— start of Input for this task —

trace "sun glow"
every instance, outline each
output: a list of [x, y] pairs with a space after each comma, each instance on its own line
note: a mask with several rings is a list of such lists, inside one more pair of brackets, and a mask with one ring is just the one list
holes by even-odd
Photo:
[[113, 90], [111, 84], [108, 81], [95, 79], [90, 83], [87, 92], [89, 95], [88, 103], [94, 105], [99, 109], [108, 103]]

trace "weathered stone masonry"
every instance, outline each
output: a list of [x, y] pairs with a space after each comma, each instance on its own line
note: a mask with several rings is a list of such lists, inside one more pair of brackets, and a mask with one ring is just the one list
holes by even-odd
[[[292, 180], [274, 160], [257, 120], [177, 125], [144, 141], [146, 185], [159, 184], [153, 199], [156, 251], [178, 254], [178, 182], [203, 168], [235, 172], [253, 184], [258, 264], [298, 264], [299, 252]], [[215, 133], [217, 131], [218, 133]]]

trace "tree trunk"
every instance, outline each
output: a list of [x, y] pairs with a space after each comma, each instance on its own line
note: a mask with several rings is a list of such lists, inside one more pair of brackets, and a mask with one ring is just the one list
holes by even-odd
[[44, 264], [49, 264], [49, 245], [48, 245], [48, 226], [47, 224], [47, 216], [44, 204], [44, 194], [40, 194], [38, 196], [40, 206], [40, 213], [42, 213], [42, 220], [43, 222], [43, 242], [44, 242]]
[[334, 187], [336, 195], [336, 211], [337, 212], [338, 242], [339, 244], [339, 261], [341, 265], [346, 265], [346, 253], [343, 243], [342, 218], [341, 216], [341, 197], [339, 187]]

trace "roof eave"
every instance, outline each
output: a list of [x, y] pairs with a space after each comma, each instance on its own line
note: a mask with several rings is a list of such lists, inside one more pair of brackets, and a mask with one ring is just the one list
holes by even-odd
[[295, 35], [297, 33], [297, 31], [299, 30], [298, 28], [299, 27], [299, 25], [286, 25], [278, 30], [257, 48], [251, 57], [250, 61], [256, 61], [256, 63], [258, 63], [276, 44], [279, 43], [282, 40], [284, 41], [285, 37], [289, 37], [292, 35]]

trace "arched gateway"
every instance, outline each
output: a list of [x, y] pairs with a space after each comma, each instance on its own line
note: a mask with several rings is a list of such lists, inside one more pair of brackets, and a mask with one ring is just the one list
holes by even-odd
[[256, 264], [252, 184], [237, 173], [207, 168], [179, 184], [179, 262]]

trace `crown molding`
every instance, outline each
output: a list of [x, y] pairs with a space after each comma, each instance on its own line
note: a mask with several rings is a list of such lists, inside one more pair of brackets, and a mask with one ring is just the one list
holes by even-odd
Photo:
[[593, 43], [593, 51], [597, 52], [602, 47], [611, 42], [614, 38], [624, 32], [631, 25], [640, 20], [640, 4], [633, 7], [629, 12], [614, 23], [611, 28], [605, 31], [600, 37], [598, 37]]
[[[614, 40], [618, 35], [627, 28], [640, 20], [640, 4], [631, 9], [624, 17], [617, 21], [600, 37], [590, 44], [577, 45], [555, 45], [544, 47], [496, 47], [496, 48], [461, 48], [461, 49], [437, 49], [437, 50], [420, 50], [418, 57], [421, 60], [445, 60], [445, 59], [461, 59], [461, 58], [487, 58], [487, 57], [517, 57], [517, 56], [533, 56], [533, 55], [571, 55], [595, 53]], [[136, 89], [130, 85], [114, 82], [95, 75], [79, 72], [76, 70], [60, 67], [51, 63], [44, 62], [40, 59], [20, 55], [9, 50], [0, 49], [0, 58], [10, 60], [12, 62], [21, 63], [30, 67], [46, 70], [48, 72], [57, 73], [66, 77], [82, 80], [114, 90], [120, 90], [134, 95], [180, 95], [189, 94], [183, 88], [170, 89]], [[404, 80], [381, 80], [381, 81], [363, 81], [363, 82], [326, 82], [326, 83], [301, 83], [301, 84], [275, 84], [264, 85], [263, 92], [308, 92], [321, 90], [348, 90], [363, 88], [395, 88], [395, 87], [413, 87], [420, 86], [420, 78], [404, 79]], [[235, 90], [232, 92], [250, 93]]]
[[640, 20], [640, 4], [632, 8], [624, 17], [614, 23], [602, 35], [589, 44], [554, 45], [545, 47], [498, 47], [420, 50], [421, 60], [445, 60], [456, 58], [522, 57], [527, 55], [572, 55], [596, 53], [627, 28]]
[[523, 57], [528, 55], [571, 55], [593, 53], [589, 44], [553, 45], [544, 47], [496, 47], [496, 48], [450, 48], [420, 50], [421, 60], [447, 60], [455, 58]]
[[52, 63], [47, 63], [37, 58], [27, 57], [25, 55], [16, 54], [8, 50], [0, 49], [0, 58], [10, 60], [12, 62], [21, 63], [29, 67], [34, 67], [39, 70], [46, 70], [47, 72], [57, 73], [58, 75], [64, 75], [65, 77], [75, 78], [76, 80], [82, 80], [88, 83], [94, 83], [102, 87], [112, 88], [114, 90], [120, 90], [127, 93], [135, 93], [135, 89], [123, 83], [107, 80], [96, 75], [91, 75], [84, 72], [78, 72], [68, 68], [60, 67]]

— end of Input for this task —

**The task**.
Write out every line from the start of the records through the line holding "131], [218, 133]]]", inclusive, requests and all. Add -138 to each x and y coordinate in the answers.

**Solution to the problem**.
trace "sun glow"
every instance, outline each
output: a list of [x, y] pairs with a space after each comma, each instance on its own line
note: a mask with several rings is a list of such lists, inside one more pair of brackets, and a mask with one ring is just the one list
holes by even-odd
Photo:
[[-25, -48], [-27, -54], [-30, -57], [-43, -59], [-48, -55], [-51, -46], [-49, -43], [-50, -35], [-44, -33], [-39, -29], [-30, -35]]

trace "weathered stone masonry"
every instance, outline each
output: a list of [x, y] pairs with a space after each comma, each instance on its own line
note: a mask with several rings is a list of such lists, inside one more pair of brackets, and a mask with one ring is just the one list
holes by even-odd
[[[154, 42], [136, 22], [119, -18], [39, -13], [6, 3], [8, 47], [21, 46], [15, 61], [18, 113], [40, 116], [40, 44], [65, 30], [97, 34], [115, 46], [120, 126], [160, 126], [161, 114]], [[77, -5], [79, -7], [80, -5]]]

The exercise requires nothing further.